* _Problem requirements_: Pictures excluded, copy word for word the lines from the one holding "Annotation task: mark the wheel rim" through the last line below.

* Begin *

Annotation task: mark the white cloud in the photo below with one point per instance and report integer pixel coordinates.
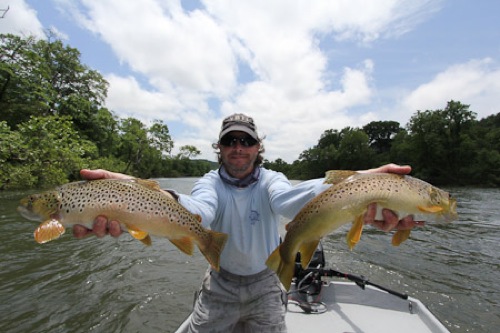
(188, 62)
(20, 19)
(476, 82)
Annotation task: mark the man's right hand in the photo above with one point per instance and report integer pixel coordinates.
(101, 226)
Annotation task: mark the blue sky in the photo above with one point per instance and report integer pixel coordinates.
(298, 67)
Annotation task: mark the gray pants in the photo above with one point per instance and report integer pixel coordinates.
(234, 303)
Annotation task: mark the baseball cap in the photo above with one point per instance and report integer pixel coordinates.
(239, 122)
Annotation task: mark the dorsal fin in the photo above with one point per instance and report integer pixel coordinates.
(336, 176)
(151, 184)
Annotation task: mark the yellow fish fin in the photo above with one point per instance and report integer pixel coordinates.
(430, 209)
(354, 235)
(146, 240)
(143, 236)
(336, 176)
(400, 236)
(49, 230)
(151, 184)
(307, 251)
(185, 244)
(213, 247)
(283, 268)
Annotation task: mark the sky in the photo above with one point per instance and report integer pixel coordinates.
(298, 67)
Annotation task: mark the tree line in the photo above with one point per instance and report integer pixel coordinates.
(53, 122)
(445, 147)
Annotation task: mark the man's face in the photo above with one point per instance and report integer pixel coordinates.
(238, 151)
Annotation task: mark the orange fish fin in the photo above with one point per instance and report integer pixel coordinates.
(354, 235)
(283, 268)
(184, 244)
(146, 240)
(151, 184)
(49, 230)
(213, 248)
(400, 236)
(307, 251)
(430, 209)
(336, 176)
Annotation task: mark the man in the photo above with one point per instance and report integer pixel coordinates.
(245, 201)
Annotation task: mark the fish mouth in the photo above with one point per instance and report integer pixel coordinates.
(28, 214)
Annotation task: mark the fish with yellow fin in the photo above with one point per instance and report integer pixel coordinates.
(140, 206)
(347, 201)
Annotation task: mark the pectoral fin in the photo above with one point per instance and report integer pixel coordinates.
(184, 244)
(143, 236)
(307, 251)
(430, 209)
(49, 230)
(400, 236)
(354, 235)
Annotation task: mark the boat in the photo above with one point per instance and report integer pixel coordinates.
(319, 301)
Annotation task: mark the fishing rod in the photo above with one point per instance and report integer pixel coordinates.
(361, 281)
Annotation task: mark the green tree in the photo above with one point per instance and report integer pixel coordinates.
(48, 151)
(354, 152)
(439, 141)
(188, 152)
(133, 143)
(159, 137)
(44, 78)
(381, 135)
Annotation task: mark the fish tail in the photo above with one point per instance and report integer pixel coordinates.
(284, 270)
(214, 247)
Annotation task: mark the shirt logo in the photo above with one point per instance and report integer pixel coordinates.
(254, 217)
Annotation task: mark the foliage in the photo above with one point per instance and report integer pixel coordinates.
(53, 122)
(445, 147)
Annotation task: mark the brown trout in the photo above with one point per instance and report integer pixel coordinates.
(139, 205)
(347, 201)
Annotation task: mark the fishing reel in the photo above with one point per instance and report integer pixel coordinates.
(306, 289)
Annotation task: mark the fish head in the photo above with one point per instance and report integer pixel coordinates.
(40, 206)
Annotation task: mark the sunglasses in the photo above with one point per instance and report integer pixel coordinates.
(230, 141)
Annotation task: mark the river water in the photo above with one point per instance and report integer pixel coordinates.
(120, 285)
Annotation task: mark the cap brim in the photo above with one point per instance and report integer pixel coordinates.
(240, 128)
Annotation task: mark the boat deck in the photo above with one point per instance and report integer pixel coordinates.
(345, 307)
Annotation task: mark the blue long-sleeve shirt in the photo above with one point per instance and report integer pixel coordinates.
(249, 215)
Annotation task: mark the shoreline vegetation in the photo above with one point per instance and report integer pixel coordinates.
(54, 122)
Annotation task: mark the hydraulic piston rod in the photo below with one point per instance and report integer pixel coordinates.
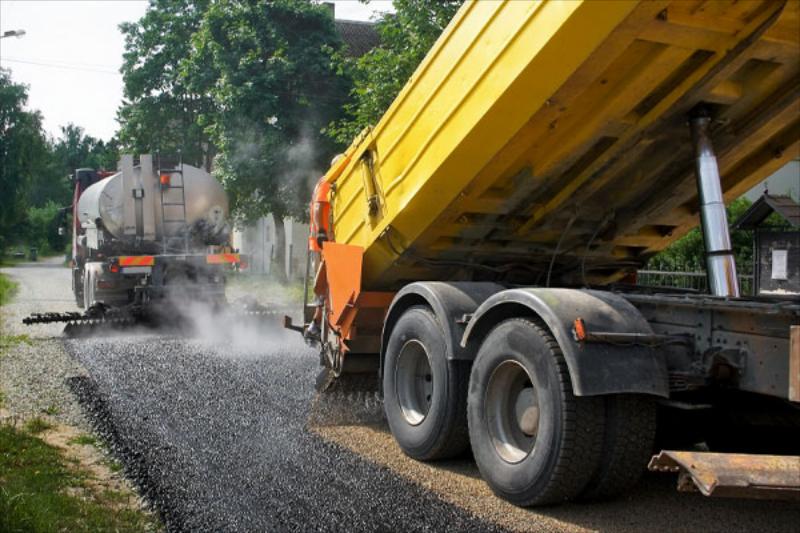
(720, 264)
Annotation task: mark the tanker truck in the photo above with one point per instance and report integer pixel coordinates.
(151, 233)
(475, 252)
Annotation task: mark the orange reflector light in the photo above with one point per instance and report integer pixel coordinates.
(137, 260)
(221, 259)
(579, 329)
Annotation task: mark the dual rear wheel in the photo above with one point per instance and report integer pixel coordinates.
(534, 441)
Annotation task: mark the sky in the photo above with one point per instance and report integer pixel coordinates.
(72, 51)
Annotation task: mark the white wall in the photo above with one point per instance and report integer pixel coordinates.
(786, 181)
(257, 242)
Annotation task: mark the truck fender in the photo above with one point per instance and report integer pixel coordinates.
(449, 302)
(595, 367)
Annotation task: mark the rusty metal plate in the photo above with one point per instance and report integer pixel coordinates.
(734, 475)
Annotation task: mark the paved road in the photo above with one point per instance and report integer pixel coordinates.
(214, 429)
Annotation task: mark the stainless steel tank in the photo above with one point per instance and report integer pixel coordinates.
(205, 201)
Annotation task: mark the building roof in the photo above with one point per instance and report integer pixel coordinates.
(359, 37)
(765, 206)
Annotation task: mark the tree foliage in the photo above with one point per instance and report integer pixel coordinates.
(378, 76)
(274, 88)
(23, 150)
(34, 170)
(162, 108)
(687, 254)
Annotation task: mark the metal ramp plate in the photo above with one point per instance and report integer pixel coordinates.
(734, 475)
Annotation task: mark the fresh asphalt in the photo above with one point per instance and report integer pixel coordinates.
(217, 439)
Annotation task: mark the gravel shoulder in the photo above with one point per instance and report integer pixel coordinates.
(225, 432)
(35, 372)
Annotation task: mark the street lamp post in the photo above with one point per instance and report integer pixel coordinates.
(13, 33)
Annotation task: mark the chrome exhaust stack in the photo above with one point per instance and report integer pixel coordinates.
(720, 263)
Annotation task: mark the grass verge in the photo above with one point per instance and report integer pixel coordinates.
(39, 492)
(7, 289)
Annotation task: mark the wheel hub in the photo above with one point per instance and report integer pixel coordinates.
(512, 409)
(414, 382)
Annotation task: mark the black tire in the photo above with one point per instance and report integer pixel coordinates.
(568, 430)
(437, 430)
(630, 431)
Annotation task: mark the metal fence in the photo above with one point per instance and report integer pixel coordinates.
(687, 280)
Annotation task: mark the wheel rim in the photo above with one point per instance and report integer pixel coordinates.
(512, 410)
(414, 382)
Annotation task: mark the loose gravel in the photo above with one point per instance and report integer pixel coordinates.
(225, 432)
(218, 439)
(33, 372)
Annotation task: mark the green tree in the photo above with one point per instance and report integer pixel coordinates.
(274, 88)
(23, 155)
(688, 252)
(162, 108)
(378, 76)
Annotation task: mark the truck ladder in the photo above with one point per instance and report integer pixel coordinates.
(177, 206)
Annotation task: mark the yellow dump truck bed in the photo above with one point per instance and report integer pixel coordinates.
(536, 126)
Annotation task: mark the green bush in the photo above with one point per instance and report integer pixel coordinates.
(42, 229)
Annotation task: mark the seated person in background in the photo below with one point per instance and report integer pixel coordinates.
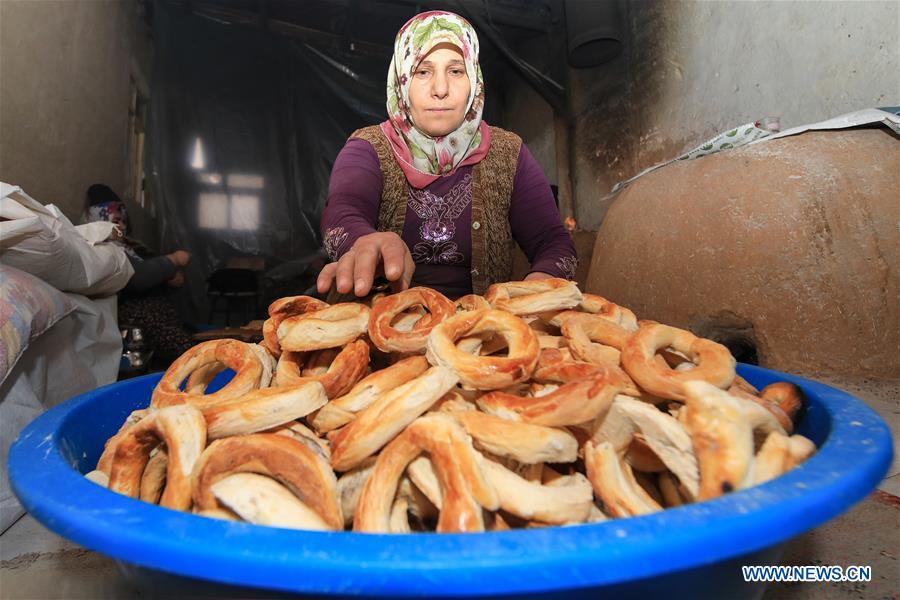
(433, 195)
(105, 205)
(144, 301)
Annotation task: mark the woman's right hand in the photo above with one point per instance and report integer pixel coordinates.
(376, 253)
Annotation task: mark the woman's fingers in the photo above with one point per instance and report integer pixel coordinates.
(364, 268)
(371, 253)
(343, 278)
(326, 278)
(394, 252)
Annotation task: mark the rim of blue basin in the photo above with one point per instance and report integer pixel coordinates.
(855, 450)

* End *

* _Result below_:
Annotation task: mark the wheel rim in the photo above with one point per instance and report integer pixel coordinates.
(512, 410)
(414, 382)
Annotation task: mark the loose gravel in the photo above with one point per instance and report integer pixel coordinates.
(225, 432)
(218, 439)
(33, 372)
Annotation task: mark the green tree in the photo above with one point per instance and report integer pixel coordinates.
(274, 88)
(23, 155)
(688, 252)
(162, 108)
(378, 76)
Annotation task: mark the truck ladder in the photo above with one point per instance and report integer pixel coordinates.
(177, 206)
Annotation task: mark the yellow dump truck bed in the photo above with one point per instance and report integer pixel coordinates.
(536, 126)
Annotation task: mark the green bush in the photo above with one point per instance and report integer pixel coordinates.
(42, 229)
Annotation task: mark the seated person in background in the photo below with one point per instance and report integer pixel coordinates.
(433, 195)
(105, 205)
(144, 301)
Annotation task: mark the woman's right hand in the photo above with one point per instance and report integer pixel coordinates.
(376, 253)
Annotation task: mark the woman's fingers in the photo above with one point per instance and report integer pixel coordinates.
(364, 268)
(371, 253)
(343, 278)
(326, 278)
(394, 252)
Annotation task: mark the rim of blue basin in the photo above with one point per instance and report integer pixel coordinates.
(855, 450)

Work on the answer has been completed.